» Recorded information:
»»

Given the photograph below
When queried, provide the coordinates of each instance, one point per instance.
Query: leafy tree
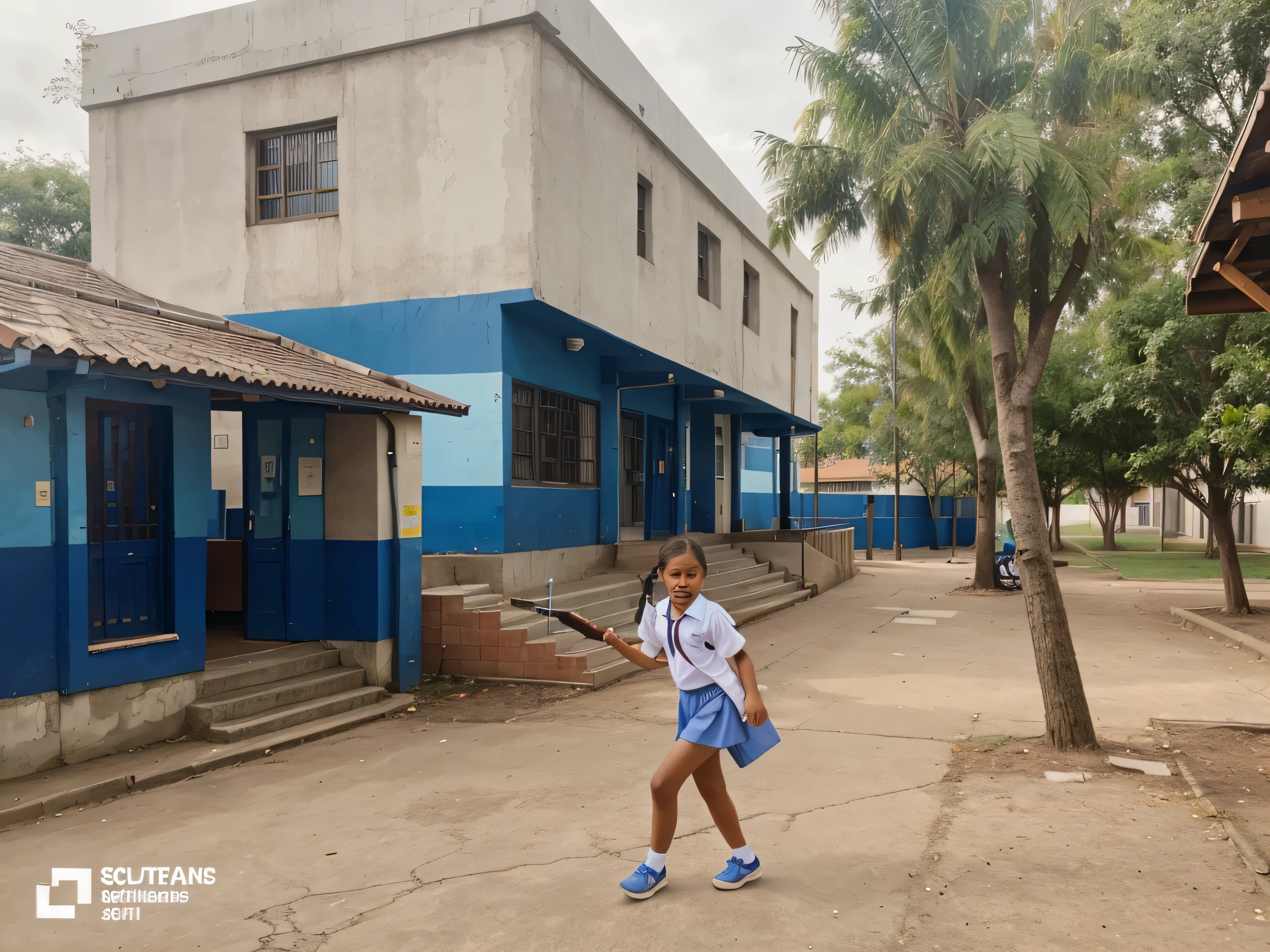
(1184, 372)
(967, 133)
(45, 204)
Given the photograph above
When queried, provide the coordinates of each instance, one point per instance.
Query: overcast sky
(722, 61)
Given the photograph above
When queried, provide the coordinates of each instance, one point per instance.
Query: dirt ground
(1258, 625)
(1119, 861)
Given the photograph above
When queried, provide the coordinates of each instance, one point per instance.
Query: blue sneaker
(643, 883)
(737, 875)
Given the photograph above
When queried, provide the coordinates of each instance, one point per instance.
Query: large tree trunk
(1068, 724)
(1223, 532)
(986, 491)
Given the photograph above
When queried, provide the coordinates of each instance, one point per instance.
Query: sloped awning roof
(1232, 272)
(65, 306)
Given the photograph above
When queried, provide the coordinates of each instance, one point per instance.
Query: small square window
(296, 174)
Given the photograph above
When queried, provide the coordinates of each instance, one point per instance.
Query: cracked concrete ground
(408, 835)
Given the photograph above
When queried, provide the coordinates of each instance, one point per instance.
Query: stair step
(263, 667)
(291, 715)
(756, 611)
(611, 672)
(243, 703)
(474, 589)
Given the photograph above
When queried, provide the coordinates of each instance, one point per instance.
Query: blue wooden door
(285, 525)
(126, 520)
(658, 477)
(266, 499)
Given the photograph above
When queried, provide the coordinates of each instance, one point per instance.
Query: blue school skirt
(709, 718)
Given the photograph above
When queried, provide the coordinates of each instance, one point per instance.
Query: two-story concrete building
(495, 201)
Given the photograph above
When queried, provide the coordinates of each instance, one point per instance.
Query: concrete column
(785, 489)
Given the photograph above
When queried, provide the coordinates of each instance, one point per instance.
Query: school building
(113, 548)
(496, 202)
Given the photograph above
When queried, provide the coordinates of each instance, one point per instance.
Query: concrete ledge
(197, 760)
(1192, 621)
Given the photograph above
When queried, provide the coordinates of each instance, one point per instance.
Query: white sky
(722, 61)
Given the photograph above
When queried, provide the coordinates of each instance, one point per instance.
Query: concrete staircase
(270, 691)
(464, 635)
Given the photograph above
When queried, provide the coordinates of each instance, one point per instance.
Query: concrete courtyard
(906, 807)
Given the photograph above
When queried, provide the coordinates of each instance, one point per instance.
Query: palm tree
(966, 133)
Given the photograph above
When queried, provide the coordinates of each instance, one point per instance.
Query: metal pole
(895, 422)
(816, 480)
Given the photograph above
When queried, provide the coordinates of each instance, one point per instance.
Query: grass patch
(1139, 543)
(1180, 566)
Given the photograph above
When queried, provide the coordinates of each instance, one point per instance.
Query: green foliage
(1183, 372)
(45, 204)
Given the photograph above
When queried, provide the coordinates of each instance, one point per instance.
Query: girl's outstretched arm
(756, 711)
(633, 654)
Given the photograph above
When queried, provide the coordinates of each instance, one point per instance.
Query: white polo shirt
(693, 664)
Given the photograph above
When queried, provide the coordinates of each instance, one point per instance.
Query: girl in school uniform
(719, 707)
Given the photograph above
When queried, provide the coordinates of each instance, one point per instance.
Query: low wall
(45, 730)
(510, 573)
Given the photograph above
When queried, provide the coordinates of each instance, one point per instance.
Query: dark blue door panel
(126, 517)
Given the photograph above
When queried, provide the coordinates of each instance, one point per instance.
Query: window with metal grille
(522, 432)
(642, 220)
(703, 266)
(554, 437)
(296, 174)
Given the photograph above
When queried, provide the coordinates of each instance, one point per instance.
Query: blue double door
(284, 470)
(129, 512)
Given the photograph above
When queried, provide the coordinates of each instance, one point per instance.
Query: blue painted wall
(189, 484)
(29, 620)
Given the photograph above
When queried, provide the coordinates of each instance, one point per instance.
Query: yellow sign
(412, 521)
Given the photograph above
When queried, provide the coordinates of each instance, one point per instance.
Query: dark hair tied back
(673, 549)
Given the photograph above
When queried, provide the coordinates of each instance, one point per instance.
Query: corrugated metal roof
(61, 304)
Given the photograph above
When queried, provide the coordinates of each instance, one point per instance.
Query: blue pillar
(735, 496)
(703, 450)
(787, 469)
(680, 502)
(610, 466)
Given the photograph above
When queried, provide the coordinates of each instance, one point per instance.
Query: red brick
(430, 659)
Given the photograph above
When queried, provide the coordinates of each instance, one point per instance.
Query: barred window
(554, 437)
(296, 174)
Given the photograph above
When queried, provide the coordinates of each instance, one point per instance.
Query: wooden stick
(1244, 284)
(1245, 234)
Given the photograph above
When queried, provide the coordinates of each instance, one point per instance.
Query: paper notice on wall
(412, 521)
(310, 477)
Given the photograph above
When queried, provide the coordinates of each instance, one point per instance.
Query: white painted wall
(481, 149)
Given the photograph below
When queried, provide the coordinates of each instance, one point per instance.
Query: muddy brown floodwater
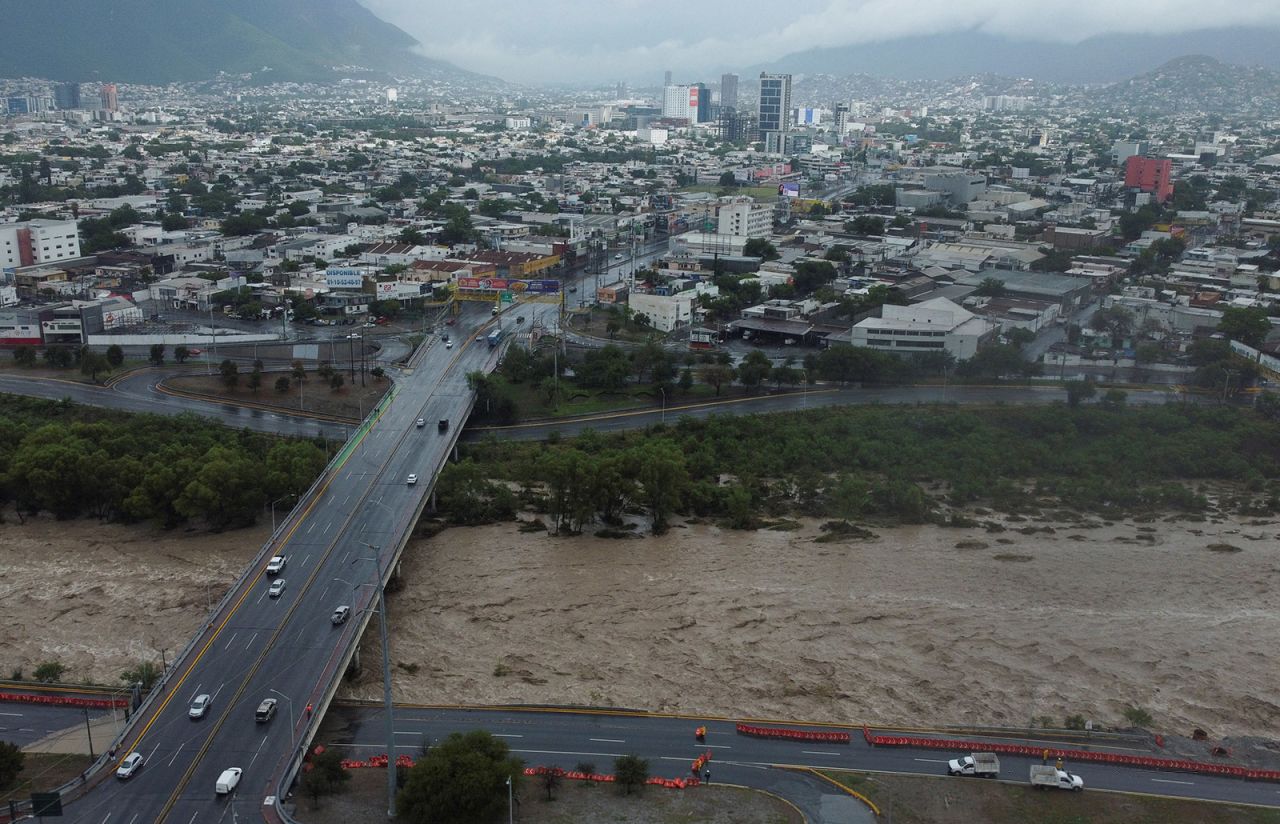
(918, 626)
(99, 598)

««

» Requirements: Omit the pictures, and quote the material above exactly as given.

» Exercise result:
Given the photograph below
When queried, provide the coordinates of each instance, one point per instance.
Query: leafy tree
(1184, 372)
(967, 133)
(45, 204)
Given the photograph above
When queried, provide the coordinates of each instance, one point per instance.
Query: overcast sky
(722, 61)
Given the photograph above
When queried, provide the coordinates of each instance, one point per instance.
Query: dirt ground
(1258, 625)
(1119, 861)
Given the photograph above
When queried, provide the coordinates of each instance, one point per instance.
Query: blue sneaker
(643, 883)
(737, 875)
Given the photograph above
When queried, provide the coordinates of each instance, one point per instance.
Query: large tree trunk
(1068, 724)
(1223, 532)
(986, 491)
Given the photograph above
When queried, provide the coordinates of each instance, one point per instance.
Query: sloped awning roof
(1232, 272)
(65, 306)
Given the photograph above
When queried, provide the coordinates of each instance, one point per instance.
Query: small square window
(296, 174)
Given the photograph above
When queried, provide the coordinates of each instance, one point per instance.
Query: cracked concrete ground
(408, 835)
Given the photograph above
When queried, provide the coordinates of each instance, one point per instance.
Query: stair step
(263, 667)
(291, 715)
(756, 611)
(611, 672)
(243, 703)
(474, 589)
Given the photograph above
When queried, provide the coordinates of each instance, one point per instance.
Query: blue wooden door
(285, 525)
(126, 520)
(658, 477)
(266, 499)
Given the photograph above
When queried, provide the coordinates of each instance, one point per instance.
Query: blue school skirt
(709, 718)
Given the photograph above
When queried, provide the coordinates of each instance, one point per instance.
Query: two-story concrete building
(495, 201)
Given the photograph above
When queried, provide the coordinates of each instance, one point per instance.
Query: concrete column
(785, 489)
Given the photograph above
When queried, provide the coordinates of each instance, one point per instance.
Query: school building
(113, 548)
(496, 202)
Given the photograph above
When queried, provide the coordinates of each instance, one point per instance.
Query: concrete ledge
(197, 760)
(1192, 621)
Given the photograph above
When queried, provide the coordinates of each instance, one point per instance.
Query: white sky
(722, 61)
Given the photograph above
When queried, provide the coordinates of each instance, one point per instance.
Query: concrete staircase
(270, 691)
(464, 635)
Given the photograph above
When queried, provide the coordinates of each instance, one point per instance.
Query: concrete courtyard
(906, 807)
Given the photograph above
When queried, provide the coordinates of each instance, one point per instance.
Query: palm tree
(966, 133)
Given the photograph above
When queried, provide the coordinates of each instance, one point per instance.
Query: metal pole
(895, 422)
(816, 480)
Given the photograph above
When queried, provide the coordinates of each instance, one point per instance.
Query: grass patch
(1139, 543)
(1180, 566)
Given the photograph above
When queried, provide the coordinates of each instance, one point per instance.
Query: green foliage
(1183, 372)
(45, 204)
Given the photograph above
When queried, provide the coordinates of each instance, one point per instance.
Query: girl's outstretched arm
(756, 711)
(633, 654)
Given the photograph above
When queried, provide the coordinates of each instance, one point per instance.
Query: white polo shirt
(693, 664)
Given the photograph above
When queried, provide the coordinates of each instance, one point per instance.
Query: girl in school uniform
(719, 707)
Given the photograph above
When queried, provide the coordinates of each instance, one point per instance.
Query: low wall
(45, 730)
(510, 573)
Given the photograph above
When queried, provide the coordinates of each instance, one point per instance.
Query: dark blue door panel
(126, 517)
Given the photograph above
When queried, provide the coordinates of each instance, one point per instance.
Query: window with metal grille
(522, 432)
(642, 220)
(703, 266)
(554, 437)
(296, 174)
Given the photograph above
When queried, provide the coordinates of each instance, one point per instance.
Query: blue double door
(284, 470)
(129, 512)
Given the photograph above
When queried, provide the coordinates of each instance, one point per instance.
Query: blue painted wall
(189, 484)
(29, 620)
Given the photograph above
When queried, provide the coordinates of each instance, one point per instance.
Query: yellow sign
(412, 521)
Given the photograph above
When queried, provide the coordinates of each instance, one point per instance.
Query: dark hair tied back
(673, 549)
Given the photograph above
When queried, provide the coordinates of each instance, one point per instance.
Query: corrugated metal roof
(61, 304)
Given the photograph above
When queried, provide the coordinates of each instance, one point per instance.
Query: blue pillar
(735, 496)
(703, 450)
(787, 469)
(680, 502)
(610, 466)
Given the photograph above
When queried, provide the coordinates of each instance, one point per instance.
Query: red brick
(430, 659)
Given the photograph above
When queried, provide the coordinates of each instance, one point per instance.
Query: barred window
(554, 437)
(296, 174)
Given the photograph above
When queried, provide the coordinates of each instance, one point per instance.
Query: wooden stick
(1244, 284)
(1245, 234)
Given the photograph above
When queried, provide the coordinates of each instance, one point per instance.
Query: paper notice on wall
(412, 521)
(310, 477)
Given the photograph above
When queried, provide the coordinates of each instance, one point per instance.
Query: white painted wall
(481, 149)
Given the photograph below
When queried, provide the coordinates of each instance, one point per instance.
Query: muddy brown floodwater
(918, 626)
(99, 598)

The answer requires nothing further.